● What is asked
Return every line of the entries below that contains the word "cast", treating uppercase and lowercase letters as distinct.

● Given records
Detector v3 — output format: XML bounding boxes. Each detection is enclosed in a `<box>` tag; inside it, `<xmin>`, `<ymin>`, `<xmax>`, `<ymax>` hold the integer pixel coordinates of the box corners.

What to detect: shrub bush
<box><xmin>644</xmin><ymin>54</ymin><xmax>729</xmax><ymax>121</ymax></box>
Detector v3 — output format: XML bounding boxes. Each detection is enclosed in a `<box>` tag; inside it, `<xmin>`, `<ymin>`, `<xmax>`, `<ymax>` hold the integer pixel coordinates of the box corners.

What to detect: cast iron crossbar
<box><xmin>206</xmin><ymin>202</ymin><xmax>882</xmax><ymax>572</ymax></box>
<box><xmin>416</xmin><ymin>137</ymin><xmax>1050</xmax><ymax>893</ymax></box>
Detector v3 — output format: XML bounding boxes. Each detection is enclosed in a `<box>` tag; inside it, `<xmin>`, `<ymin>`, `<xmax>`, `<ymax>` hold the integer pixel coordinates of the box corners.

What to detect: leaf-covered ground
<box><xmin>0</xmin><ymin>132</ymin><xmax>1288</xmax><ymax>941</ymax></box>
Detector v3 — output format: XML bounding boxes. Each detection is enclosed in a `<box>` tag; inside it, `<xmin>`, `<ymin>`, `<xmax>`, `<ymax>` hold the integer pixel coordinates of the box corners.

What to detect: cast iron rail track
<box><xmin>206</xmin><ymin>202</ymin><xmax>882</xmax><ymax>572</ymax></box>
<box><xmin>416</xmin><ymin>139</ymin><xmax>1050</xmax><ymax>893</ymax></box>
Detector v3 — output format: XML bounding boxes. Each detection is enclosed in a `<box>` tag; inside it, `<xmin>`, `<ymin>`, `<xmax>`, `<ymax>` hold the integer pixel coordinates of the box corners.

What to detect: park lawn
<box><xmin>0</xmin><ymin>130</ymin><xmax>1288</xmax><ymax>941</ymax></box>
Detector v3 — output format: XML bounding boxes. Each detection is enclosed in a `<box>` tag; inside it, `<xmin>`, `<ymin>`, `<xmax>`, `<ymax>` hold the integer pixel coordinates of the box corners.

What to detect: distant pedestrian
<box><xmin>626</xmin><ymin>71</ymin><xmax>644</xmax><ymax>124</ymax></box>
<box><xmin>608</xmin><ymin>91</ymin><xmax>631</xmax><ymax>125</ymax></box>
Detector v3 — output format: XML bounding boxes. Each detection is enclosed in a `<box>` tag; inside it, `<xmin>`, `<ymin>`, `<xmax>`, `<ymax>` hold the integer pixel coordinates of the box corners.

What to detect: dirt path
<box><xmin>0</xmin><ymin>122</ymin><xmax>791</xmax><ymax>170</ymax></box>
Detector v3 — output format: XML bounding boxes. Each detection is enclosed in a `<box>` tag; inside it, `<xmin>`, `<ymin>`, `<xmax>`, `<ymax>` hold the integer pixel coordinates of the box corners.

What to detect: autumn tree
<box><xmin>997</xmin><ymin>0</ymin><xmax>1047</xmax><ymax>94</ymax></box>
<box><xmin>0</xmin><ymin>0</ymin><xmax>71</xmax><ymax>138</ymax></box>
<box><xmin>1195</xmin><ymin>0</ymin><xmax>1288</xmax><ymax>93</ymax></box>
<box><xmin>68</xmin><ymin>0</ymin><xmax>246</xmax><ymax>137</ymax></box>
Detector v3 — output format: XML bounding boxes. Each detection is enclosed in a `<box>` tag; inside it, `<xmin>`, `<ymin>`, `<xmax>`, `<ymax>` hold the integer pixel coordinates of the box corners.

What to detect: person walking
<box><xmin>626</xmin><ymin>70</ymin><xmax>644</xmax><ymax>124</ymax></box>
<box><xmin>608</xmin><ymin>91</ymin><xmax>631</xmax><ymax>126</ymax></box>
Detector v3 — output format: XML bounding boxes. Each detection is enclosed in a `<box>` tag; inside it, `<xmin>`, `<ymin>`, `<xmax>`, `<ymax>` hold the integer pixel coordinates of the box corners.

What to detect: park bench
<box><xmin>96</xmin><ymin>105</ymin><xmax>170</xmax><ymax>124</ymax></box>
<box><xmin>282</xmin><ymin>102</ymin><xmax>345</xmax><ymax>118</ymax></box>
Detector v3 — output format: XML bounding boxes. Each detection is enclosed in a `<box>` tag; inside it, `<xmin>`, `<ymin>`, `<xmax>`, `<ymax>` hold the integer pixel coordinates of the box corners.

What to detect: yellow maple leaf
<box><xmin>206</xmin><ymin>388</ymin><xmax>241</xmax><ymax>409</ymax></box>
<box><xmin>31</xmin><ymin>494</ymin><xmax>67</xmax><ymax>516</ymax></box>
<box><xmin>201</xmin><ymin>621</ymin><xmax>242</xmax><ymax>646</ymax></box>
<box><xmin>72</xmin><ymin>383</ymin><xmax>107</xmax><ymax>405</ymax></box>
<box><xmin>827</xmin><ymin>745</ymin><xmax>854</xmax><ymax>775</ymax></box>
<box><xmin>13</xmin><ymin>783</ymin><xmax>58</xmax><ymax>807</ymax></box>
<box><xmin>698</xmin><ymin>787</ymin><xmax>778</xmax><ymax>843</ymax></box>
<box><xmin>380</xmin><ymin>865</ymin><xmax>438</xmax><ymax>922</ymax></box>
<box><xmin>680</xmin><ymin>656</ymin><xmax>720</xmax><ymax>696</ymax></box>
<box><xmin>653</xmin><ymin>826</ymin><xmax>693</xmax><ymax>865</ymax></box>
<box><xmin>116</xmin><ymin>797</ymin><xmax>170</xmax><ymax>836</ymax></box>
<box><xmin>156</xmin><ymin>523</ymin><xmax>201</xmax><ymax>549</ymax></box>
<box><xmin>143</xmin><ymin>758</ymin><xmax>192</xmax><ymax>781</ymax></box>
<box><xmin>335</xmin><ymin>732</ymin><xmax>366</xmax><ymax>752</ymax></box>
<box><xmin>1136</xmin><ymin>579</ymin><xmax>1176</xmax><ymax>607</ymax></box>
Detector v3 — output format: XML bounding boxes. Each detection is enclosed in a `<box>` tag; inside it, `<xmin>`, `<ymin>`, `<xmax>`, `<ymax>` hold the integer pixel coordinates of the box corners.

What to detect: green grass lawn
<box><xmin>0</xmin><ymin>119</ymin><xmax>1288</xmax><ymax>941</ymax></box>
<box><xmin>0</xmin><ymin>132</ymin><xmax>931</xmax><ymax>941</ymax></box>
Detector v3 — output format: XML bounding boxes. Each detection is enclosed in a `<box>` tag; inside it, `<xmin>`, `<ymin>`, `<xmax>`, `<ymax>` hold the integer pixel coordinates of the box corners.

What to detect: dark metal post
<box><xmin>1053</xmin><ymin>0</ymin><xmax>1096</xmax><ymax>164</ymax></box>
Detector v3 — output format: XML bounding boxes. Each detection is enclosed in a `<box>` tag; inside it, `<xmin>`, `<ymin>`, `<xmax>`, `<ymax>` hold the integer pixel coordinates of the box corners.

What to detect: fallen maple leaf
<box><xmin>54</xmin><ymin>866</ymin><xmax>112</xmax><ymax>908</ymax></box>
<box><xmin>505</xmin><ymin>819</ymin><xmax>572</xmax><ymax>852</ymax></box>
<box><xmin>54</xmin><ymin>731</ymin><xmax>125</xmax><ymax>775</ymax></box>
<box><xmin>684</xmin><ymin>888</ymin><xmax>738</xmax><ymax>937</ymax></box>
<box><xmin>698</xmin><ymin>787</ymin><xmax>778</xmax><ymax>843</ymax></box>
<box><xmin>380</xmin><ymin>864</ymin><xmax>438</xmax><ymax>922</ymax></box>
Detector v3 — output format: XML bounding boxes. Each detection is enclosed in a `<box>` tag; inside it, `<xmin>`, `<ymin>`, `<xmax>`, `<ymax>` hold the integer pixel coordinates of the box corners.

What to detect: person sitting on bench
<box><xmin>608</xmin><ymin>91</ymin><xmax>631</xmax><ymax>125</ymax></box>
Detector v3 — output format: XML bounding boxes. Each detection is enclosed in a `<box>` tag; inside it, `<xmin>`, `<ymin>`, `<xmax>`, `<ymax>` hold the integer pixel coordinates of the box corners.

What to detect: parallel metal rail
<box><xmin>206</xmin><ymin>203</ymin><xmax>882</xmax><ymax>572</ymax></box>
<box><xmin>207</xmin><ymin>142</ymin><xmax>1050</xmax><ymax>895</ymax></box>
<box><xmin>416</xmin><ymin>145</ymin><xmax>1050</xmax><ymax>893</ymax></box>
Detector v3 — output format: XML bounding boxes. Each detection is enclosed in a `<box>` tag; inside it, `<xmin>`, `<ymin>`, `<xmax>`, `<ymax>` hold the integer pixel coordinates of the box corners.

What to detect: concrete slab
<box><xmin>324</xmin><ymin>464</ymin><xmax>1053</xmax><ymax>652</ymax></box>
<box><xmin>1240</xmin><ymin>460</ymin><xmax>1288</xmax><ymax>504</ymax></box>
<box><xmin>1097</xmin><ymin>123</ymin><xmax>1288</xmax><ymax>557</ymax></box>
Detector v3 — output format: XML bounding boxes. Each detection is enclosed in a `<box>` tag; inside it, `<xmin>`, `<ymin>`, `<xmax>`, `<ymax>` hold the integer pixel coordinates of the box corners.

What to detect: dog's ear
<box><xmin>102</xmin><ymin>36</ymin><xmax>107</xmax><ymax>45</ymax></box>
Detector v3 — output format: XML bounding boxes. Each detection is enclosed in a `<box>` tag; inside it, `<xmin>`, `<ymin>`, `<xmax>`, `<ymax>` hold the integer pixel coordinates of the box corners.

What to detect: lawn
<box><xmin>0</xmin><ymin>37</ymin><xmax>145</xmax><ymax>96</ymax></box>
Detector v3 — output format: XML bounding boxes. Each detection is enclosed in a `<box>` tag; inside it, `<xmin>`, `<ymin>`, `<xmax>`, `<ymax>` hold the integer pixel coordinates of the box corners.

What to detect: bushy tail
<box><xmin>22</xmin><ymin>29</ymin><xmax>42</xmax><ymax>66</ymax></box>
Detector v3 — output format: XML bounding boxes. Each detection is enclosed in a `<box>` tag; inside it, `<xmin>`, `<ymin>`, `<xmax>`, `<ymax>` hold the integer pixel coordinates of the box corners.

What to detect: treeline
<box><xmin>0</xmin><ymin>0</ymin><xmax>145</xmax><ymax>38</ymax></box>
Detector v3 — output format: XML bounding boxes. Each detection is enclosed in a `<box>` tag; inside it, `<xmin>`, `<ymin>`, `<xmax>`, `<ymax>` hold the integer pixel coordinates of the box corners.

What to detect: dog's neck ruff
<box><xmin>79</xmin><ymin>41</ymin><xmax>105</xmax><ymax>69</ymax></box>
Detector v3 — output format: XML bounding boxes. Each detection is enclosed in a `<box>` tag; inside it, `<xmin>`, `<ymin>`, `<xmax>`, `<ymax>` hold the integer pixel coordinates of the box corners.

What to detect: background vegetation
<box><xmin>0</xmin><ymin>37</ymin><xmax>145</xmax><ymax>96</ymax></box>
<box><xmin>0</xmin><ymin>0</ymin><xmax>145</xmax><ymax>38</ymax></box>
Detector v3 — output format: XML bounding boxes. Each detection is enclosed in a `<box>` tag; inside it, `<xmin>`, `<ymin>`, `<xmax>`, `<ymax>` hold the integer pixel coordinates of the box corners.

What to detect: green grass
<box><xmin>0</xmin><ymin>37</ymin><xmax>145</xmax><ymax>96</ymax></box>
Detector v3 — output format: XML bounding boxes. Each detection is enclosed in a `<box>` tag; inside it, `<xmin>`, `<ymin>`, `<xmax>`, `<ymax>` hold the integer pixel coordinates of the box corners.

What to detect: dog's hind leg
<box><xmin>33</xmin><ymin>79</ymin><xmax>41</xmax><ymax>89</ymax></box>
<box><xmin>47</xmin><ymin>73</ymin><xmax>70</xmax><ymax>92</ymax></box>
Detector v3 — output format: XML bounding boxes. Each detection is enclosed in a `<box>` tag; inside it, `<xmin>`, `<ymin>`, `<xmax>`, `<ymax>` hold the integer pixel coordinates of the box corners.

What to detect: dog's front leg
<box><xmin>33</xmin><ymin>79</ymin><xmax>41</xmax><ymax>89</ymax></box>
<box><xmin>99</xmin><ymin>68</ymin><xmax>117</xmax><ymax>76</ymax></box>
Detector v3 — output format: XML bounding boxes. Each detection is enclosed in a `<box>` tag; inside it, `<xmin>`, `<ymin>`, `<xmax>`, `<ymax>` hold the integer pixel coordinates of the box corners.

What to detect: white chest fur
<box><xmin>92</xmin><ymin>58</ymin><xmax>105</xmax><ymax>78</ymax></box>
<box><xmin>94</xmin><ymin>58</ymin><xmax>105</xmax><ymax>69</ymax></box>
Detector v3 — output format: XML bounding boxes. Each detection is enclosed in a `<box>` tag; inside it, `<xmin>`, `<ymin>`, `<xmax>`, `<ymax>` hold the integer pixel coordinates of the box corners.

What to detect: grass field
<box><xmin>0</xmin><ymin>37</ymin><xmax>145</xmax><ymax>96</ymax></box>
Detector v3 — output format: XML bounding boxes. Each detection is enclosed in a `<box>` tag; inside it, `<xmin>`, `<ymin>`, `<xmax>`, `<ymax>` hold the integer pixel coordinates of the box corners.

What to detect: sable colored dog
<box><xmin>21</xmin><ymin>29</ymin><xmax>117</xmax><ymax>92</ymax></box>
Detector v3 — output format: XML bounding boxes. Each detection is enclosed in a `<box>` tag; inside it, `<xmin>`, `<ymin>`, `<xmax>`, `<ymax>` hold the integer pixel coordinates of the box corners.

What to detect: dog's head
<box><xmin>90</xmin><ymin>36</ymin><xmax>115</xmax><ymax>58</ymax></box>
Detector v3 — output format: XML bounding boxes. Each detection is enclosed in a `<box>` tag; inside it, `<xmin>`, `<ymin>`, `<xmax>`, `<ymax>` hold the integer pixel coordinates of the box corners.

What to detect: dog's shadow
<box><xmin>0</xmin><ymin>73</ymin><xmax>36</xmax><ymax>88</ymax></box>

● Task response
What to detect: cast iron crossbar
What to detect: cast iron rail track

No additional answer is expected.